▶ What is asked
Render every line of the records below as a Markdown table with the columns Row and Line text, omitting blank lines. Leave the pictures out of the table.

▶ Dataset rows
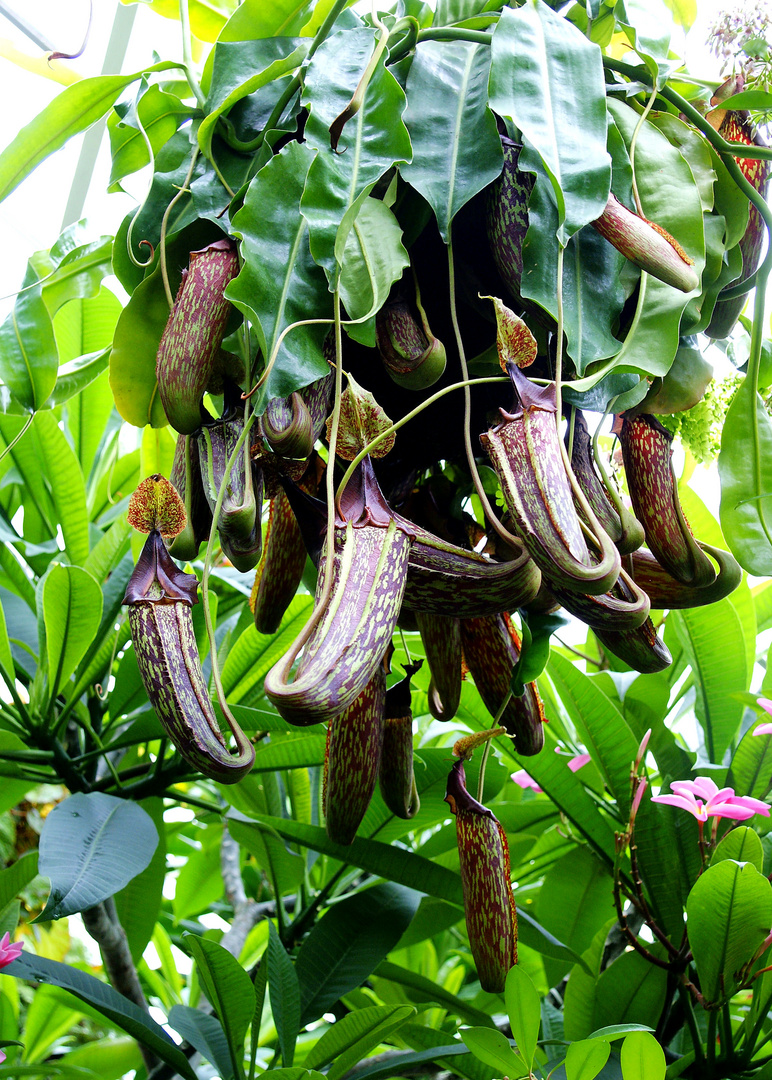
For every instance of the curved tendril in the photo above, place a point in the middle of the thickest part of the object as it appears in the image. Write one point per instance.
(274, 354)
(487, 509)
(403, 420)
(241, 740)
(17, 436)
(633, 145)
(164, 226)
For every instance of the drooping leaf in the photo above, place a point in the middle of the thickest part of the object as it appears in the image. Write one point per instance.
(745, 468)
(71, 612)
(729, 913)
(348, 944)
(373, 140)
(229, 988)
(456, 145)
(549, 79)
(75, 109)
(204, 1033)
(119, 1010)
(374, 258)
(280, 284)
(284, 993)
(91, 846)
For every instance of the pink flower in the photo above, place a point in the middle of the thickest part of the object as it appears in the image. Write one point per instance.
(9, 952)
(524, 781)
(704, 799)
(578, 761)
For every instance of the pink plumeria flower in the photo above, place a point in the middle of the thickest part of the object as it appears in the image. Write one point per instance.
(578, 761)
(524, 781)
(703, 798)
(9, 950)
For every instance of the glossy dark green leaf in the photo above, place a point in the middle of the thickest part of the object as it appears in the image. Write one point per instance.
(275, 58)
(745, 468)
(742, 845)
(456, 145)
(134, 350)
(374, 258)
(642, 1057)
(75, 109)
(91, 846)
(160, 115)
(280, 283)
(348, 944)
(284, 991)
(549, 79)
(373, 140)
(204, 1033)
(729, 913)
(71, 611)
(630, 990)
(593, 292)
(138, 902)
(599, 725)
(228, 987)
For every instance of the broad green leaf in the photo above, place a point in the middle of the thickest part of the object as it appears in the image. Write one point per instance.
(593, 289)
(421, 989)
(266, 18)
(743, 846)
(573, 904)
(456, 145)
(160, 115)
(729, 914)
(599, 725)
(91, 846)
(253, 655)
(75, 109)
(642, 1057)
(134, 350)
(280, 284)
(671, 198)
(630, 989)
(585, 1058)
(138, 903)
(46, 1021)
(72, 612)
(284, 993)
(352, 1037)
(349, 942)
(222, 98)
(719, 672)
(204, 1033)
(745, 468)
(524, 1010)
(374, 258)
(549, 79)
(16, 877)
(119, 1010)
(28, 358)
(388, 861)
(228, 987)
(373, 140)
(108, 1058)
(750, 771)
(492, 1047)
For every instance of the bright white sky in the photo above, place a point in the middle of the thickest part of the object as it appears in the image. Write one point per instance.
(31, 217)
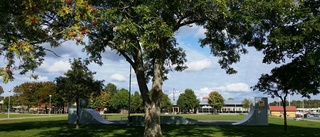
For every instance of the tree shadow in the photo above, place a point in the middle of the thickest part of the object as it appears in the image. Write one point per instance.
(60, 128)
(243, 131)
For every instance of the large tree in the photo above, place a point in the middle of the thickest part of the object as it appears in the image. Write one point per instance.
(78, 83)
(119, 101)
(143, 33)
(136, 102)
(247, 103)
(215, 100)
(166, 104)
(293, 40)
(188, 100)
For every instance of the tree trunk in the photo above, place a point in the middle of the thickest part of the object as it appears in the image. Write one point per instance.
(77, 117)
(284, 105)
(285, 113)
(152, 121)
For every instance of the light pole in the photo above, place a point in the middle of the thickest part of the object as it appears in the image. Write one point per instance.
(9, 106)
(50, 106)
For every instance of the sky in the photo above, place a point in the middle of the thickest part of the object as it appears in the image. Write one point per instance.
(203, 75)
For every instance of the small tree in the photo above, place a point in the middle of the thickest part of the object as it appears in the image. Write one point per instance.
(216, 100)
(78, 83)
(188, 100)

▶ Output for this task
| Row | Line text |
|---|---|
| 1 | For every instance of the curved tendril in the photo above, place a point in the middle of the thickest part of the object as it appears in the image. Write one point per instance. |
| 2 | (274, 354) |
| 3 | (487, 509) |
| 4 | (403, 420) |
| 5 | (241, 740) |
| 6 | (17, 436) |
| 7 | (633, 145) |
| 8 | (164, 226) |
| 9 | For every instance of the drooping leaf in the photo above, place a point in the middle of the thickest part of the object as it appears in the image. Write one point per instance. |
| 10 | (745, 468) |
| 11 | (71, 612) |
| 12 | (729, 913) |
| 13 | (348, 944) |
| 14 | (373, 140) |
| 15 | (229, 988) |
| 16 | (456, 145) |
| 17 | (549, 79) |
| 18 | (75, 109) |
| 19 | (204, 1033) |
| 20 | (119, 1010) |
| 21 | (374, 258) |
| 22 | (280, 284) |
| 23 | (284, 993) |
| 24 | (91, 846) |
| 25 | For every instance of the pink flower in the photo above, place a point in the middle of the thickest part of the object as it appears in the image. Write one point per instance. |
| 26 | (9, 952) |
| 27 | (524, 781) |
| 28 | (704, 799) |
| 29 | (578, 761) |
| 30 | For every instance of the pink plumeria flower in the photo above, place a point in the middle of the thickest part of the object as it appears in the image. Write one point per instance. |
| 31 | (578, 761) |
| 32 | (524, 781) |
| 33 | (703, 798) |
| 34 | (9, 950) |
| 35 | For every instance of the glossy dark green leaf in the photo above, place a point in the middle of the thickest part of the object as it appears in the image. Write one point per instance. |
| 36 | (275, 58) |
| 37 | (745, 468) |
| 38 | (742, 845) |
| 39 | (456, 145) |
| 40 | (134, 350) |
| 41 | (374, 258) |
| 42 | (642, 1057) |
| 43 | (75, 109) |
| 44 | (91, 846) |
| 45 | (160, 115) |
| 46 | (280, 283) |
| 47 | (348, 944) |
| 48 | (284, 991) |
| 49 | (549, 79) |
| 50 | (373, 140) |
| 51 | (204, 1033) |
| 52 | (729, 913) |
| 53 | (71, 611) |
| 54 | (630, 990) |
| 55 | (593, 292) |
| 56 | (138, 902) |
| 57 | (599, 725) |
| 58 | (228, 987) |
| 59 | For every instance of the broad green leaf in the photo above, place a point in the middle of the thickest part of the object as it appears in the image. Write one point per instance. |
| 60 | (593, 289) |
| 61 | (421, 989) |
| 62 | (266, 18) |
| 63 | (743, 846) |
| 64 | (573, 904) |
| 65 | (456, 145) |
| 66 | (160, 115) |
| 67 | (729, 914) |
| 68 | (599, 725) |
| 69 | (91, 846) |
| 70 | (253, 655) |
| 71 | (75, 109) |
| 72 | (642, 1057) |
| 73 | (134, 350) |
| 74 | (280, 284) |
| 75 | (671, 198) |
| 76 | (630, 989) |
| 77 | (585, 1058) |
| 78 | (138, 903) |
| 79 | (46, 1021) |
| 80 | (72, 612) |
| 81 | (284, 993) |
| 82 | (352, 1037) |
| 83 | (349, 942) |
| 84 | (222, 98) |
| 85 | (719, 672) |
| 86 | (204, 1033) |
| 87 | (745, 468) |
| 88 | (524, 1010) |
| 89 | (374, 258) |
| 90 | (549, 79) |
| 91 | (16, 877) |
| 92 | (119, 1010) |
| 93 | (28, 358) |
| 94 | (388, 861) |
| 95 | (228, 987) |
| 96 | (373, 140) |
| 97 | (108, 1058) |
| 98 | (750, 771) |
| 99 | (492, 1047) |
| 100 | For every instance of the bright white sky in the photo above, place a point in the middle of the thickest part of the object as it appears in the image. Write one point per instance. |
| 101 | (31, 217) |
| 102 | For every instance of the tree shadow in the photo above, place a point in the middle of the thickest part of the object as it appears in the image. Write one point per instance. |
| 103 | (60, 128) |
| 104 | (243, 131) |
| 105 | For every instance of the large tree in the photo above, place a point in the middle of the thickest part of the object as it appears in the image. Write one point per instance. |
| 106 | (78, 83) |
| 107 | (119, 101) |
| 108 | (143, 33) |
| 109 | (136, 102) |
| 110 | (247, 103) |
| 111 | (215, 100) |
| 112 | (166, 104) |
| 113 | (293, 40) |
| 114 | (188, 100) |
| 115 | For every instance of the tree trunk in the photo above, place a point in the middle of the thickest part of the object as it appears in the image. Write one point per instance. |
| 116 | (77, 117) |
| 117 | (284, 105) |
| 118 | (285, 113) |
| 119 | (152, 121) |
| 120 | For every instance of the light pole in the photo above, place a point in the middle of the thickest part of the object as it appears in the image. Write one point per instance. |
| 121 | (9, 106) |
| 122 | (50, 106) |
| 123 | For every instance of the sky in the photo above, place a point in the middle of the thickest part of the object as it appears in the image. Write one point per instance. |
| 124 | (203, 75) |
| 125 | For every instance of the small tree in the photo above, place a point in the middle of the thickest part of the object as it appears in the image. Write one point per instance. |
| 126 | (216, 100) |
| 127 | (78, 83) |
| 128 | (188, 100) |